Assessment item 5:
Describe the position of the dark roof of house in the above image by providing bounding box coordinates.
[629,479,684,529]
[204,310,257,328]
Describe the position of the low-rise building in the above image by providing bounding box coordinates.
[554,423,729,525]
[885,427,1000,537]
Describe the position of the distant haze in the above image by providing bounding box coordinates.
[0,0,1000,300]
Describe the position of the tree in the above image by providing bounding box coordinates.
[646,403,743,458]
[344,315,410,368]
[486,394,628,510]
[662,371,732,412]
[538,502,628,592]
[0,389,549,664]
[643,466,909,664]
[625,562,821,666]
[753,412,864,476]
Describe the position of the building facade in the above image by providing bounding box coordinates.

--

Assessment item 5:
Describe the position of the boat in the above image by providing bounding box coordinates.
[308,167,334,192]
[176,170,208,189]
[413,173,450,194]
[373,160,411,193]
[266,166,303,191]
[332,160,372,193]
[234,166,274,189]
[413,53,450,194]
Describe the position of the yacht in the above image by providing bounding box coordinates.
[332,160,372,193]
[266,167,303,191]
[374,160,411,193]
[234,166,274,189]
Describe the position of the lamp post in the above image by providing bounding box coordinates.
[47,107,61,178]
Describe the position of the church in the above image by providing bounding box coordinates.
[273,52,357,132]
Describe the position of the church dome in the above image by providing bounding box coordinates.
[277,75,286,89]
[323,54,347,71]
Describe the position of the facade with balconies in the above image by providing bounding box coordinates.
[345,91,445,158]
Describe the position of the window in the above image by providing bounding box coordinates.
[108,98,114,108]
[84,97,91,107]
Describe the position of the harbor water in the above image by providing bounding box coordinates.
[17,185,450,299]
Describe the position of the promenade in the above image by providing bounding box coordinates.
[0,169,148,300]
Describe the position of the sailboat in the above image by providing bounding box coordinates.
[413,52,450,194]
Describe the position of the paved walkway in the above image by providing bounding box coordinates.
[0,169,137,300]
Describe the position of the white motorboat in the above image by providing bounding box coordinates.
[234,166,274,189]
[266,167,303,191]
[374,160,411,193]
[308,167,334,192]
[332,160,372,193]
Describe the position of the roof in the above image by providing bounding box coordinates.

■ **Given instruction**
Rewrite the lines between the one holding "Describe the position of the distant" and the one holding "Describe the position of the building", inclusive, replacing "tree" with "shrub" and leaving everything else unchanged.

■ **Response**
Describe the position of the distant haze in the above image by providing bounding box coordinates.
[0,0,1000,300]
Describe the position of the shrub in the above image by providing bounding box coordinates.
[646,403,743,458]
[344,315,410,368]
[486,394,628,510]
[662,371,732,412]
[538,502,628,592]
[0,389,549,664]
[643,466,909,664]
[625,562,821,666]
[753,412,864,476]
Describe the position of the building facade in the above image by providing bounding box coordinates.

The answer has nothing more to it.